Фрагмент текста -
---+---

Шрифт:
Закладка:
Сначала может показаться удивительным, что воинствующий материалист в пользу своего тезиса о необходимости единомыслия приводит факты из истории религий, где, действительно, возникновение сект почти всегда сопровождалось ожесточенной борьбой вплоть до длительных войн и жестоких преследований инакомыслящих. Но мы знаем, что религиозный мир в XIX веке был достигнут не тем, что осуществилось единомыслие, а тем, что восторжествовала свобода совести, достигнута была терпимость к инакомыслящим. И прогресс в науке неразрывно связан с тем, что в той же науке существуют весьма противоположные взгляды, которые, несмотря на противоречивость, приносят каждый свою пользу; а вовсе устаревшие взгляды постепенно отмирают. Но что Зайцеву совсем не нравится (стр. 345–346): «В наше время нередко можно слышать мысль, которая в старину никому не могла прийти в голову: что всякое мнение должно быть равно уважаемо и что можно не соглашаться с ним, но нельзя оспаривать права иметь его, потому что абсолютно истинного и честного нет, а, следовательно, каждый прав со своей точки зрения, как бы ни были противоположны их взгляды. Терпимость к этим проповедникам терпимости – самая худшая из всех терпимостей. Невозможно выдумать ничего более развращающего как подобная терпимость. Неужели же, в самом деле, так-таки и нельзя решить, какой взгляд на данный предмет истинен, верен и честен?»
Ясно: «классик революционной мысли» Зайцев откровенно предлагает вернуться к «доброму старому времени», когда всем полагалось мыслить одинаково. Мы знаем, что «проект введения единомыслия» был разработан и Козьмой Прутковым, но прутковский проект был куда менее решителен, чем зайцевский, заключавший такие перлы как защиту расизма, по отношению к которой действительно терпимость кажется неуместной.
Система взглядов Зайцева только по видимости опирается на науку. На самом деле это новая форма догматической религии, выработанной в мозгу одного человека и которую он ожесточенно отстаивает как единственно возможную.
К чему же приводит система догматов Зайцева? Изданный первый том касается лишь первого периода деятельности Зайцева: в 1869 году он покинул Россию, опасаясь преследования, и с разрешения полиции отправился за границу, где и умер в 1882 году.
За границей он организовал в Турине секцию бакунинского направления, вел вместе с М. А. Бакуниным борьбу с марксизмом. Как известно, М. А. Бакунин (БСЭ, 2 изд., т. 4, стр. 95–98) был идеологом анархии, ярым врагом марксизма. В решении славянского вопроса Бакунин стоял за создание всеславянского государства с царем во главе. ‹…› Видимо, выдающийся ораторский талант Бакунина заставлял не замечать реакционность, заговорщический характер его пропаганды, поставившей себе целью немедленное восстание, стихийное, анархическое, разрушительное и дикое, во время которого должно произойти «неистовое безостановочное разрушение».

---+---

Записи данных:

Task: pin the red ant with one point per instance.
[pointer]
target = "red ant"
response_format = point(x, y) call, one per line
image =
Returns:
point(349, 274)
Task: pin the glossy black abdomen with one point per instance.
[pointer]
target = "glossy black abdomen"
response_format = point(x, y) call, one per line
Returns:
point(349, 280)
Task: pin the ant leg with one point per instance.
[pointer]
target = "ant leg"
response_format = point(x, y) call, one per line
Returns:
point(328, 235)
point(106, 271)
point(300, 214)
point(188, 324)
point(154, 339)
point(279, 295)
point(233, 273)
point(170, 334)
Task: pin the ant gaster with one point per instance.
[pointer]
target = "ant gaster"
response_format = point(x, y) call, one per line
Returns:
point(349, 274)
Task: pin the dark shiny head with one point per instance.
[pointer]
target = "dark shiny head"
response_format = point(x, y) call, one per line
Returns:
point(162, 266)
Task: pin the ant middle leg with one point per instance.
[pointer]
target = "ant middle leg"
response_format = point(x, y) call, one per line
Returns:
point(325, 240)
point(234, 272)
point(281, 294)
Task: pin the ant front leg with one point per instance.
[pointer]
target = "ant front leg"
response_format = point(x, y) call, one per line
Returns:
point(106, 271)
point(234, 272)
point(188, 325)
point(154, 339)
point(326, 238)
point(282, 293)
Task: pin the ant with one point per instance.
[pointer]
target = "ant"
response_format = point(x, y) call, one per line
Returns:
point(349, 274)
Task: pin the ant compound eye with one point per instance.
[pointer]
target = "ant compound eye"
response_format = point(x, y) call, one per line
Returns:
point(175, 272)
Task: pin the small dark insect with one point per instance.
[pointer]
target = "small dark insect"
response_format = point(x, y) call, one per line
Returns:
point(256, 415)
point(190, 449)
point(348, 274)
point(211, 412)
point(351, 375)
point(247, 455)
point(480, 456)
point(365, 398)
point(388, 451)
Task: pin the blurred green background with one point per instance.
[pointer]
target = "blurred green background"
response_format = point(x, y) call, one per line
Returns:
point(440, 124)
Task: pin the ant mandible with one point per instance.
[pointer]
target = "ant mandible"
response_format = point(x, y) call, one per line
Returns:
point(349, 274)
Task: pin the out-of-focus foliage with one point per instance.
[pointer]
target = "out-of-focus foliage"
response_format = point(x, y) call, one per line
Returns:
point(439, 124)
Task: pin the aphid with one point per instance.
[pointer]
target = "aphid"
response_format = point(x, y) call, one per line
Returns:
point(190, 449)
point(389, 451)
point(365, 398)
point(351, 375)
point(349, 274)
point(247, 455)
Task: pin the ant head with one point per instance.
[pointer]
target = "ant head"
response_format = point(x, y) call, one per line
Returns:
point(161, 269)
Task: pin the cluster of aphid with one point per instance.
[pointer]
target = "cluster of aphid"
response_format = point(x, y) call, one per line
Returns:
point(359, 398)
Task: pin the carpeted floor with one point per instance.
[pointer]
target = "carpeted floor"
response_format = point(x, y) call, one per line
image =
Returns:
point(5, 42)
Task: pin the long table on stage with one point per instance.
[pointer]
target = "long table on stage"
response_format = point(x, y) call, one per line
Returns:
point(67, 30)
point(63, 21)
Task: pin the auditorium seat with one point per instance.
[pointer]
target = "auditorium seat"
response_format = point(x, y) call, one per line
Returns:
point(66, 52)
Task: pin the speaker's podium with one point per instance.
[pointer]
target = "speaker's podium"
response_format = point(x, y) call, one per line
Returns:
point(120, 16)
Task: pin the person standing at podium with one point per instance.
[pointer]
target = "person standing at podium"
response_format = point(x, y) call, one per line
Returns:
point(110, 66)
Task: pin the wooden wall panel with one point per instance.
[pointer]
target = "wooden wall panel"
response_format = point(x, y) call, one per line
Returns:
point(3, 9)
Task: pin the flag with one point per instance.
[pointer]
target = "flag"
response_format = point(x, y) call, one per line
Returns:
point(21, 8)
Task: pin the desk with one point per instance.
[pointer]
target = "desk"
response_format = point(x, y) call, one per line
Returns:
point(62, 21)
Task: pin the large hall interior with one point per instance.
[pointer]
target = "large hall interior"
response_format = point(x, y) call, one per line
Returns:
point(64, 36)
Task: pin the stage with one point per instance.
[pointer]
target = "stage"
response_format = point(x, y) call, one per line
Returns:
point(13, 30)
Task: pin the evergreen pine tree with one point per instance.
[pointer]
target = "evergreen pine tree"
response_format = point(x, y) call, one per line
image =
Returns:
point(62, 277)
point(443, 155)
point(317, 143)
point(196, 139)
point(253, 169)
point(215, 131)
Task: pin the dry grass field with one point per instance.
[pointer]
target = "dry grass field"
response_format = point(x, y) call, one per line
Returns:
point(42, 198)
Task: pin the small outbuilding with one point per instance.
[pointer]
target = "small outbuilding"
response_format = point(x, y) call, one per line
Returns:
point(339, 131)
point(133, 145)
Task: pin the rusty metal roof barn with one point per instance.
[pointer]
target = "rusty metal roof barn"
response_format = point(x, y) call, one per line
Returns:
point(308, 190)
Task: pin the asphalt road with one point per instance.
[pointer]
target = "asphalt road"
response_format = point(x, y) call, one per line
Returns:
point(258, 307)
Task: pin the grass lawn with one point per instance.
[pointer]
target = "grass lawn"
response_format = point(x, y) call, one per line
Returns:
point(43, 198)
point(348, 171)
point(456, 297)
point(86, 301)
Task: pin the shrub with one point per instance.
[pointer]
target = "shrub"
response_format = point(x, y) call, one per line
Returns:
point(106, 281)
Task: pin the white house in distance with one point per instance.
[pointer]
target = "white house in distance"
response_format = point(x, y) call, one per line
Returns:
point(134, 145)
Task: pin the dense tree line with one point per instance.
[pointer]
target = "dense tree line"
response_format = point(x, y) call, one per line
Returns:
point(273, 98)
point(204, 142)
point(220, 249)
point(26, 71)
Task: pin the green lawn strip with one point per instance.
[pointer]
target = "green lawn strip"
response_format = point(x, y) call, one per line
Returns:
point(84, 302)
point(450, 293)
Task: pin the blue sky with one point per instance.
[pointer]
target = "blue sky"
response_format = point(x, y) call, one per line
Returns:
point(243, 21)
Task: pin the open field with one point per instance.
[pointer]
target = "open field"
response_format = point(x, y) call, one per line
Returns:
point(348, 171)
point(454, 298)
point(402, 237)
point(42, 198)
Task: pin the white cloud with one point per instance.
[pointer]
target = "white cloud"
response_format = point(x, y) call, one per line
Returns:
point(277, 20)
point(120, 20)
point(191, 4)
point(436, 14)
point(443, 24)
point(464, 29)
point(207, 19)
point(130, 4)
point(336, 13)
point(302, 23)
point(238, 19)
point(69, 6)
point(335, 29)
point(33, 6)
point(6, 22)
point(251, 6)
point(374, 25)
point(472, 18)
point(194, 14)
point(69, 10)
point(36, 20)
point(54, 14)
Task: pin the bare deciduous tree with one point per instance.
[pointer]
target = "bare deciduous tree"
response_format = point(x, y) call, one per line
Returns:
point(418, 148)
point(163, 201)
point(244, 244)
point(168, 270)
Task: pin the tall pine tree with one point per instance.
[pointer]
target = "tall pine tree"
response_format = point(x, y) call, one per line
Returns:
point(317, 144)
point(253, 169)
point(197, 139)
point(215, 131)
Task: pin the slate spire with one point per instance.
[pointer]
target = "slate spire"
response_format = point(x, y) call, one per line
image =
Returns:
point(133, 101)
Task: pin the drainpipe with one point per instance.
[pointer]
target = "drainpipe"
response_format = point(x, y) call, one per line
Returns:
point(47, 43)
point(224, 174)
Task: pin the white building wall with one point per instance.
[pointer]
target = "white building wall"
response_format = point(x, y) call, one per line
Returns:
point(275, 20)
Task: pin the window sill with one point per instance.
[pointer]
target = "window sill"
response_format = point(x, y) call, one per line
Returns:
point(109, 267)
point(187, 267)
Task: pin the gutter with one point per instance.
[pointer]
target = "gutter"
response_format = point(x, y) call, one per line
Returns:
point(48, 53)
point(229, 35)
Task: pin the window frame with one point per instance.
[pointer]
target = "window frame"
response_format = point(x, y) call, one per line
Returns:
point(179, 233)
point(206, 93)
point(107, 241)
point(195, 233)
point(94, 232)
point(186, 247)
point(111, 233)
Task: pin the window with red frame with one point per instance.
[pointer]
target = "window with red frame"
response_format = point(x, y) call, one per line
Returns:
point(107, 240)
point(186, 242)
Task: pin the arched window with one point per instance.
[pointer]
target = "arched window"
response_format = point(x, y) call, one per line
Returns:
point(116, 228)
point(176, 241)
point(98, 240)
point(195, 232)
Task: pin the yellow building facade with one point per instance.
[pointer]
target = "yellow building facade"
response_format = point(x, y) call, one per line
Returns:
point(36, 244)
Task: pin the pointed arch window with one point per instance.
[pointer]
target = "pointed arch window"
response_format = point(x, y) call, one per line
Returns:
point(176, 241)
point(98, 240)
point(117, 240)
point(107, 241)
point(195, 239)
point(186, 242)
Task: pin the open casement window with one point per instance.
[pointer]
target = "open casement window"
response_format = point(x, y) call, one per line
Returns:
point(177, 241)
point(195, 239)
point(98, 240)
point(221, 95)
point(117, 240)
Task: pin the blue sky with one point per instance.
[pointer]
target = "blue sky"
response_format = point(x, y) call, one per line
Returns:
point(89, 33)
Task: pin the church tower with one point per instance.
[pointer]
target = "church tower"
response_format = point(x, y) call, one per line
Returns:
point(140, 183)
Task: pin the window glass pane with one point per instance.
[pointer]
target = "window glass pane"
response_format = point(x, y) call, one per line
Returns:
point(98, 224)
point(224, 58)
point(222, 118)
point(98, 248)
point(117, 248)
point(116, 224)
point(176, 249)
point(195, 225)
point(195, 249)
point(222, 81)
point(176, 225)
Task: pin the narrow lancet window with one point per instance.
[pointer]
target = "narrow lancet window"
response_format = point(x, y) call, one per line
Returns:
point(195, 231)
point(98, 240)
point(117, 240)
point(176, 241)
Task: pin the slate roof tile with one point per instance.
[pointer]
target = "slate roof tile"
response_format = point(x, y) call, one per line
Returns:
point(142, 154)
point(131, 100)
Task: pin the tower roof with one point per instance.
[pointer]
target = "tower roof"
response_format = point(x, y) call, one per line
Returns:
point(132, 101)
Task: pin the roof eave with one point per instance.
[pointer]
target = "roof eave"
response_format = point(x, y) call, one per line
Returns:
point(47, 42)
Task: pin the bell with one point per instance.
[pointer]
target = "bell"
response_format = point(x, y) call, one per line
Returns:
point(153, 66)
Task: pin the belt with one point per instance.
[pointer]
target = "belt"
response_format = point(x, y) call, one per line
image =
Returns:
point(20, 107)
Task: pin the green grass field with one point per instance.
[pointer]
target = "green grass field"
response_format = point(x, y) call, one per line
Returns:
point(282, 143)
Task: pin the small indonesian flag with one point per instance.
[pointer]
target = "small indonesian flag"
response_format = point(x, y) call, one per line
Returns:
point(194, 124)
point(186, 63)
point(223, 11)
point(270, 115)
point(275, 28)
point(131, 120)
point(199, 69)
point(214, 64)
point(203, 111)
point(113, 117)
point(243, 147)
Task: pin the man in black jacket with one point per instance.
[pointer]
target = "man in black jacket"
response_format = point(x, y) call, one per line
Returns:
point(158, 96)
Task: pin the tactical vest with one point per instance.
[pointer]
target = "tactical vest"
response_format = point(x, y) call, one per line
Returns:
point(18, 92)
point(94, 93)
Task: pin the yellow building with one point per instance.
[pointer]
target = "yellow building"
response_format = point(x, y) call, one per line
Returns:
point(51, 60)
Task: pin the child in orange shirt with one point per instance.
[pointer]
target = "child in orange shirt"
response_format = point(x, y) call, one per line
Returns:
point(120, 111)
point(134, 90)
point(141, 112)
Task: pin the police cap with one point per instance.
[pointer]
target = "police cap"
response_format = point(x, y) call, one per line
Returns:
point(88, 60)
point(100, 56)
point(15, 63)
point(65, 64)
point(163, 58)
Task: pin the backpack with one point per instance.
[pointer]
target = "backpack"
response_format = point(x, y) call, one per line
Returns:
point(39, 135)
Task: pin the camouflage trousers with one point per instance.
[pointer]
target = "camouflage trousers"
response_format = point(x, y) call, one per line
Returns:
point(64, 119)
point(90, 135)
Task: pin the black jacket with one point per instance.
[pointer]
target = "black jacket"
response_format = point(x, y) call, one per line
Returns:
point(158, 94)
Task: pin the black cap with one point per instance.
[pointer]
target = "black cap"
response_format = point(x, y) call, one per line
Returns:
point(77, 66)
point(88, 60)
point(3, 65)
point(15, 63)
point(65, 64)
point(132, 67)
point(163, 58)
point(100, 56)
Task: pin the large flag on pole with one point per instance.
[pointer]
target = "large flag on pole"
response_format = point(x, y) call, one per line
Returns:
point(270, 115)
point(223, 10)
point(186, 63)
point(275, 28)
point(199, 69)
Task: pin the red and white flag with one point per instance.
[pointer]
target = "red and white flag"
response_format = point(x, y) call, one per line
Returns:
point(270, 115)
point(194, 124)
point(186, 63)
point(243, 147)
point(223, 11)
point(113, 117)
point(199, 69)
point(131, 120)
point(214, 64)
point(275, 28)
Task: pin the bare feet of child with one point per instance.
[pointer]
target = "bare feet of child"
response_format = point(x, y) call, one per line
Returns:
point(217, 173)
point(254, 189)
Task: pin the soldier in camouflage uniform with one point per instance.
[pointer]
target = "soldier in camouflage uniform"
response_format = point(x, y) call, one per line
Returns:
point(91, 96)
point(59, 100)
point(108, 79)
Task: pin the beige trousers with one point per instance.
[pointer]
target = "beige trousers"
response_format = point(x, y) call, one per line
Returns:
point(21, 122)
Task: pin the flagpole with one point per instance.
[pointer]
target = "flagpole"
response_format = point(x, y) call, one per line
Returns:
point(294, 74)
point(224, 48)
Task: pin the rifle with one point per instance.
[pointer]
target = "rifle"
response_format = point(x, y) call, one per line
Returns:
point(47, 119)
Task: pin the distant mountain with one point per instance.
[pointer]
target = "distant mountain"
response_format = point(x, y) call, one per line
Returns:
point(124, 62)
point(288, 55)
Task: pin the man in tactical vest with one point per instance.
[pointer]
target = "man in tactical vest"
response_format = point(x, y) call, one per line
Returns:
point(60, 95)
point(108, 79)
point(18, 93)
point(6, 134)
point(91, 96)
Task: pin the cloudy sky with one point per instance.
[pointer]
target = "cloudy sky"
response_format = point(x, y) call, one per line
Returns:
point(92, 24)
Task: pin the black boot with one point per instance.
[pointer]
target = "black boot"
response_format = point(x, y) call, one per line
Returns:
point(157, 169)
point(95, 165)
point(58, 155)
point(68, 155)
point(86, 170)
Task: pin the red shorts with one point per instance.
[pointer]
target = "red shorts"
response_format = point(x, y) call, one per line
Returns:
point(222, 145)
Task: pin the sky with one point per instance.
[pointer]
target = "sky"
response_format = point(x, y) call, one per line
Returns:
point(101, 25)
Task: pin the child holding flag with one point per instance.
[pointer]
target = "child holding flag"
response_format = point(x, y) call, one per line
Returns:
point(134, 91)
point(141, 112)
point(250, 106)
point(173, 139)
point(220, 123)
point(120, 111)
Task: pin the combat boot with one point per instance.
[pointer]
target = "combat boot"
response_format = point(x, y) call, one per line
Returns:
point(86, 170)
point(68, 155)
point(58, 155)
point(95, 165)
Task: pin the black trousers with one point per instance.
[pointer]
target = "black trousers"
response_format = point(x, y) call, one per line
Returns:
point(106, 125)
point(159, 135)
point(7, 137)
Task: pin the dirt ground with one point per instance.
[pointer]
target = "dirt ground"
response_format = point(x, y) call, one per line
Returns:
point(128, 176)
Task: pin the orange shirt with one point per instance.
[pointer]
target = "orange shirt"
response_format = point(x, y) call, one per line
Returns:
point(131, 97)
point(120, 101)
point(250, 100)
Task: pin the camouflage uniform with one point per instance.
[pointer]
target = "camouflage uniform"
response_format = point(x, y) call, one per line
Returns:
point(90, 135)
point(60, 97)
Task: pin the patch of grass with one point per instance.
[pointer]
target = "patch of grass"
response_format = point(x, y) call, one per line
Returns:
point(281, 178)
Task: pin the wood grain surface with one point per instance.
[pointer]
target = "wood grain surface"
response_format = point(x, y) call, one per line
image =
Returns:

---+---

Список заданий -
[1] Ответьте по фрагменту о Зайцеве:
(a) В каком году Зайцев покинул Россию?
(b) В каком городе он организовал секцию бакунинского направления?
(c) Кем, помимо Зайцева, был разработан «проект введения единомыслия»?
[2] Назовите всех людей, упомянутых по имени во фрагменте о Зайцеве.
[3] Дословно перепишите часть фрагмента о Зайцеве от слов «Система взглядов Зайцева» до слов «как единственно возможную.».

Ответы -
[1]
(a) В 1869 году.
(b) В Турине.
(c) Козьмой Прутковым.

[2] Зайцев, Козьма Прутков, М. А. Бакунин.

[3]
Система взглядов Зайцева только по видимости опирается на науку. На самом деле это новая форма догматической религии, выработанной в мозгу одного человека и которую он ожесточенно отстаивает как единственно возможную.